> **Material for this exercise**:
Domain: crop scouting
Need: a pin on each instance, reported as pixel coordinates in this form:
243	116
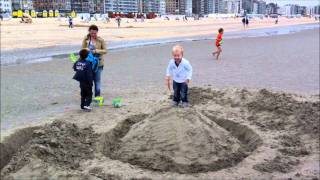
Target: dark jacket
83	70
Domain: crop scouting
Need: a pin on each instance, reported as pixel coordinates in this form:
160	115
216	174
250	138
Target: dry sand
272	135
51	32
228	134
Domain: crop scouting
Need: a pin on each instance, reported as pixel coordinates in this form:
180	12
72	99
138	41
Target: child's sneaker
87	108
175	104
185	105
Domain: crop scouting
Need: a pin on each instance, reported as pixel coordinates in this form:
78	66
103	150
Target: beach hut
20	14
27	11
14	14
33	14
51	13
44	14
56	13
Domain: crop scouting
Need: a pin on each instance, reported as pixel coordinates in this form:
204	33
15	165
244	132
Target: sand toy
99	101
73	58
117	102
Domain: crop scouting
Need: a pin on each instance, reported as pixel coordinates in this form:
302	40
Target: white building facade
5	6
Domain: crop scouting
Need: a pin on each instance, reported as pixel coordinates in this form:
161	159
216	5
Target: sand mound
179	140
60	143
218	131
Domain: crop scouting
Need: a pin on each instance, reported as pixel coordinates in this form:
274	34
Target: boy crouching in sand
84	75
180	70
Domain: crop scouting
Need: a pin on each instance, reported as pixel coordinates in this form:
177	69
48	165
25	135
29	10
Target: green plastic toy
99	100
221	41
73	58
116	102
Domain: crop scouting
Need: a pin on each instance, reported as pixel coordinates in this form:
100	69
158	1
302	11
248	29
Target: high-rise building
5	6
124	6
316	10
247	6
202	6
61	5
22	4
87	6
179	7
262	6
231	7
162	8
147	6
198	6
271	8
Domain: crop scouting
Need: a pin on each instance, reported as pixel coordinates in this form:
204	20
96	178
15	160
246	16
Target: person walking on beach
97	46
180	70
247	22
219	41
70	22
244	22
84	75
118	19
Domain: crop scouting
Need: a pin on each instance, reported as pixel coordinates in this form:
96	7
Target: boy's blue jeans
180	92
97	81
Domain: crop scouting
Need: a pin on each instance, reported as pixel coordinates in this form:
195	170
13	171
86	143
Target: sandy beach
260	102
51	32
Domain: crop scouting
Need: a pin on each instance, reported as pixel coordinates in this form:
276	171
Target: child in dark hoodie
84	75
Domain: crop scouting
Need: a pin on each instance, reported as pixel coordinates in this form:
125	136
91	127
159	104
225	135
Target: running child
84	74
219	41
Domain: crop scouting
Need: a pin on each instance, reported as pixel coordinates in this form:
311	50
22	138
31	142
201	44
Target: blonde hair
176	48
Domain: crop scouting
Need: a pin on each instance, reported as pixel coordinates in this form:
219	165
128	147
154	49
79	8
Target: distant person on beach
180	70
247	22
244	22
118	19
70	22
218	44
84	75
97	46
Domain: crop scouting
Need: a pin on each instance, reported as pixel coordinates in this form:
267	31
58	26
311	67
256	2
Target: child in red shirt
218	44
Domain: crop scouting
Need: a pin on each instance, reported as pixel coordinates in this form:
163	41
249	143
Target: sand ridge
228	126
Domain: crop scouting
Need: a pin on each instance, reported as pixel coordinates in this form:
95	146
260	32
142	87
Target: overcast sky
300	2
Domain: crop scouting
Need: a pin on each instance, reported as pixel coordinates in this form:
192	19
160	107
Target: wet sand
284	63
271	133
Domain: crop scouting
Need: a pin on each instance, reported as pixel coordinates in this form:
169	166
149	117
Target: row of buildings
185	7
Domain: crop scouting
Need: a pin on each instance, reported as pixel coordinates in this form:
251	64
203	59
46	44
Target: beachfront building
61	5
5	6
87	6
247	6
259	7
162	8
272	8
179	7
147	6
226	6
293	9
231	7
22	4
124	6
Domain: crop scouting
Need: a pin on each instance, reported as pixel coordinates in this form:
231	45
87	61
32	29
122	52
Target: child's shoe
185	105
87	108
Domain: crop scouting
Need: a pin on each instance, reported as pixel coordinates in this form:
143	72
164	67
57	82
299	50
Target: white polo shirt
181	73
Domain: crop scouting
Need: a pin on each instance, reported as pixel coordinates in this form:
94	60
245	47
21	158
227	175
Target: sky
299	2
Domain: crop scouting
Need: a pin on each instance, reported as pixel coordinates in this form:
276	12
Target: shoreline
32	55
25	87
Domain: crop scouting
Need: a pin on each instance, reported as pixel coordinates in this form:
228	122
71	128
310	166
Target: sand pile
177	140
219	130
62	144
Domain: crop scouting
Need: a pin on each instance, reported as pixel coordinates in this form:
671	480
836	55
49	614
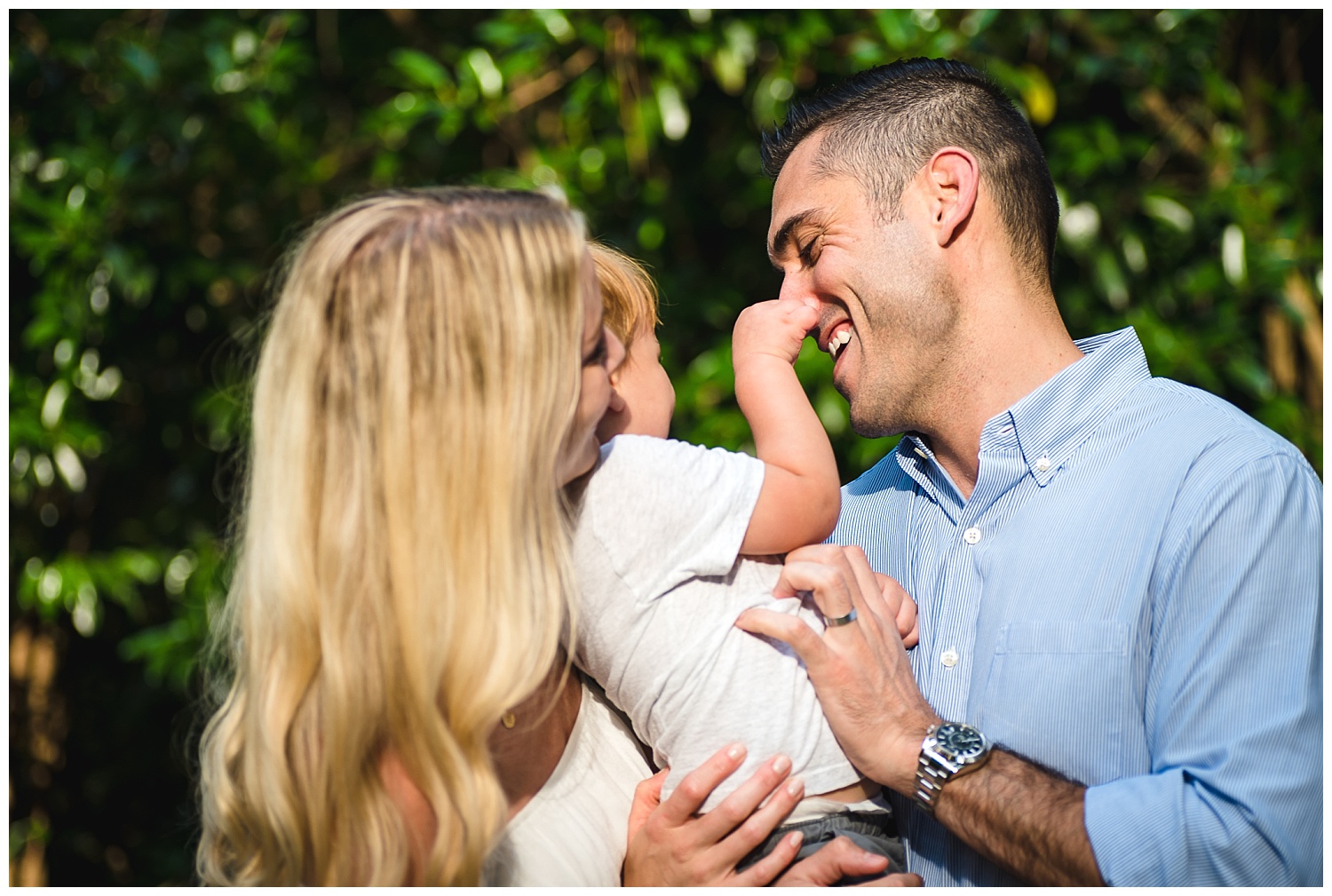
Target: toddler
670	549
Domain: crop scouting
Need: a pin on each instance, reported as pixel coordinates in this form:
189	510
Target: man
1118	576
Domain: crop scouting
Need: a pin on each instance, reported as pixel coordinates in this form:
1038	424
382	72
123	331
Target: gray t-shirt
661	586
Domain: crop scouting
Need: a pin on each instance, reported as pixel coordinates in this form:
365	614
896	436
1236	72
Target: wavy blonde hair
404	568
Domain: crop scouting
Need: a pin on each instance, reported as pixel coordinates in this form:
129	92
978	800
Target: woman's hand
671	845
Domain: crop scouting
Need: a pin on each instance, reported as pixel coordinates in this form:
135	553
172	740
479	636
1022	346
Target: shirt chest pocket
1059	691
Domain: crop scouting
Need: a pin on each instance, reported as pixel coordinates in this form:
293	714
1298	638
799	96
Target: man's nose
799	285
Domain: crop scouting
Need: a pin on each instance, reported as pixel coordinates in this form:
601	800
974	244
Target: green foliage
160	163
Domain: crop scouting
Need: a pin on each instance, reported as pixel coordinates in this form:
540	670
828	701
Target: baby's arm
801	496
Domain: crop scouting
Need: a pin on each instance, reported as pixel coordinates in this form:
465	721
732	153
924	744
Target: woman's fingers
738	824
647	797
762	872
700	783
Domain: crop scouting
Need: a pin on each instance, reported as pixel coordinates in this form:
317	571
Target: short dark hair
882	124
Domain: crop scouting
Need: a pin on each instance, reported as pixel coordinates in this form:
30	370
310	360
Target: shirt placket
945	666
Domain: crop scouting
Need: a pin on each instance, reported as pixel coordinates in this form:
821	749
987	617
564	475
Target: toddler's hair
628	293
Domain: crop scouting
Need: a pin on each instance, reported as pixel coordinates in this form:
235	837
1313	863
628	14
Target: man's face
887	313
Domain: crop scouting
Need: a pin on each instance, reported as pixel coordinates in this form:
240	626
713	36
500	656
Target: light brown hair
628	293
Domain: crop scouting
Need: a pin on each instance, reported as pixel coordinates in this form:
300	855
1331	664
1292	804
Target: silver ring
839	621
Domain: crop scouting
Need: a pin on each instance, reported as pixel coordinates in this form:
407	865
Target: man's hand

> **Exercise objective**:
Give the entries again word for word, but skip the pictures.

> **Exercise solution**:
Domain: crop scouting
Need: a pin on each instance, reported as pixel coordinates in this form:
243	116
Target: dark jacket
83	70
Domain: crop scouting
Need: a pin on each instance, reported as pixel coordinates in this form:
160	115
216	174
250	138
Target: dry sand
272	135
51	32
228	134
Domain: crop scouting
Need: a pin on each instance, reported as pixel coordinates in this form:
180	12
72	99
138	41
Target: child's sneaker
87	108
175	104
185	105
Domain: crop scouting
Need: a pin on each instance, reported as pixel coordinates in this form:
78	66
103	150
Target: beach hut
20	14
27	11
14	14
33	14
51	13
44	14
56	13
Domain: crop scouting
Need: a pin on each instance, reported as pixel coordinates in this form:
204	33
15	165
244	132
Target: sand toy
99	101
73	58
117	102
Domain: crop scouting
Need: a pin on each instance, reported as pixel coordinates in this form:
302	40
Target: white building facade
5	6
Domain: crop scouting
Need: a pin on each instance, reported as pixel coordinates in this form:
161	159
216	5
Target: sand mound
179	140
60	143
218	131
Domain: crop scouting
Need: a pin on each instance, reported as pixel coordinates in this form:
274	34
Target: boy crouching in sand
84	75
180	70
Domain: crop scouting
Need: a pin on each instance, reported as pixel coordinates in this form:
177	69
48	165
25	135
29	10
Target: green plastic toy
99	100
221	41
73	58
116	102
Domain: crop scouting
Need: a pin on each instance, reported as pixel coordinates in this form:
100	69
158	1
302	11
248	29
Target: high-rise building
5	6
124	6
316	10
247	6
202	6
61	5
22	4
87	6
179	7
262	6
231	7
162	8
147	6
198	6
271	8
Domain: crop scouting
Need: a pin on each instance, reported as pixel coordinates in this form:
204	20
96	178
15	160
246	16
Target: person walking on beach
97	46
180	70
247	22
219	41
70	22
244	22
84	75
118	19
Domain: crop scouting
Need: a pin on each instance, reported as pixel coordinates in this form:
96	7
Target: boy's blue jeans
180	92
97	81
Domain: crop scouting
Need: a pin on each instance, reported as pixel coordinates in this form:
195	170
13	171
86	143
Target: sandy beach
260	102
51	32
Domain: crop scouting
Need: a pin on each instance, reported as pixel coordinates in this form:
276	171
Target: child in dark hoodie
84	75
Domain: crop scouting
Need: a pin on each instance, reported as pixel coordinates in this form:
125	136
91	127
159	104
225	135
Target: running child
84	74
219	41
Domain: crop scouting
Need: a pin on each instance, reported as pixel coordinates in this form:
311	50
22	138
31	142
201	44
Target: blonde hair
176	48
Domain: crop scouting
Need: a pin on each instance, reported as pixel coordinates in this form:
219	165
128	147
154	49
79	8
Target: distant person on beach
180	70
247	22
244	22
118	19
70	22
218	44
84	75
97	46
Domain: crop scouting
Need: a pin on each instance, reported as pixel coordinates in this form:
267	31
58	26
311	67
256	2
Target: child in red shirt
218	44
Domain: crop scouting
Need: a pin on each instance, reported as pixel coordinates in this form:
163	41
249	143
Target: sand ridge
228	126
Domain: crop scouting
Need: a pin on each instance, reported as pixel coordinates in this form:
95	146
260	32
142	87
Target: overcast sky
300	2
Domain: crop scouting
Need: a pin on each instance, reported as pixel coordinates in this form:
192	19
160	107
Target: wet sand
284	63
271	133
Domain: crop scouting
Need: a pin on each instance, reported as pixel coordinates in this form:
169	166
149	117
Target: row of buildings
185	7
Domain: crop scouting
Need: a pin on each instance, reported as pixel coordinates in this form:
251	64
203	59
46	44
Target: beachfront building
61	5
5	6
87	6
247	6
259	7
162	8
272	8
179	7
147	6
226	6
293	9
231	7
22	4
124	6
Domain: crop scouting
Need: a pin on each instance, reported as pixel coordinates in this form:
231	45
87	61
32	29
122	52
Target: child's shoe
185	105
87	108
Domain: crop scouting
Need: a pin on each instance, reported as pixel coordinates in this form:
143	72
164	67
57	82
299	50
Target: white polo shirt
181	73
Domain: crop scouting
Need: a pin on each instance, reported as pixel coordinates in this form:
94	60
245	47
21	158
227	175
Target: sky
299	2
Domain: crop scouting
Need: a pin on each instance, reported as pixel coordinates in this form:
276	12
Target: shoreline
32	55
25	87
Domain: crop scouting
Need: a pin on each instance, reported as pixel coordinates in this form:
228	122
71	128
310	166
Target: sand pile
177	140
219	130
62	144
Domain: crop scouting
Need: a pin on each instance, reported as pixel coordinates in this form:
671	480
836	55
49	614
Target: toddler
670	549
Domain: crop scouting
Need: a pin on each instance, reported as pixel coordinates in this form:
189	510
Target: man
1118	576
Domain: crop scouting
Need: a pin on each instance, reported as pixel coordinates in this form:
1038	424
382	72
123	331
Target: gray t-shirt
661	586
Domain: crop scouting
Need: a pin on each instance, reported as pixel coordinates in this form:
365	614
896	436
1236	72
Target: wavy blonde hair
404	568
Domain: crop scouting
Need: a pin on each instance, reported as pixel coordinates in this form:
129	92
978	800
Target: woman's hand
671	845
Domain: crop scouting
Need: a pin on each instance, reported as pixel coordinates in this form:
135	553
172	740
479	636
1022	346
Target: shirt chest pocket
1059	691
Domain: crop scouting
Need: a pin on each instance, reported as pixel coordinates in this form:
293	714
1298	638
799	96
Target: man's nose
799	285
Domain: crop scouting
Need: a pin on each instance, reported as pixel coordinates in this form:
601	800
974	244
Target: green foliage
160	163
Domain: crop scouting
Need: a pin on each instance, reported as pixel coordinates in this form:
540	670
828	701
Target: baby's arm
801	496
Domain: crop scouting
Need: a pin on each instance, reported as pixel coordinates in this form:
465	721
732	153
924	744
Target: woman's fingers
738	824
647	797
762	872
700	783
Domain: crop scouting
Need: a pin on each instance, reported as pixel coordinates in this form:
317	571
Target: short dark hair
882	124
Domain: crop scouting
Need: a pin on each instance, reported as pixel coordinates in this form:
30	370
310	360
Target: shirt placket
945	666
Domain: crop scouting
Need: a pin on each instance, reported as pixel coordinates in this form:
821	749
987	617
564	475
Target: toddler's hair
628	293
Domain: crop scouting
Need: a pin on each instance, reported as pixel coordinates in this form:
235	837
1313	863
628	14
Target: man's face
887	313
Domain: crop scouting
Need: a pin on each instance, reported as pixel coordinates in this form:
240	626
713	36
500	656
Target: light brown hair
628	293
Domain: crop scouting
Need: a pin on each instance, reported as pixel coordinates in this form:
300	855
1331	664
1292	804
Target: silver ring
839	621
Domain: crop scouting
Need: a pin on each instance, reported as pixel coordinates in this form:
407	865
Target: man's hand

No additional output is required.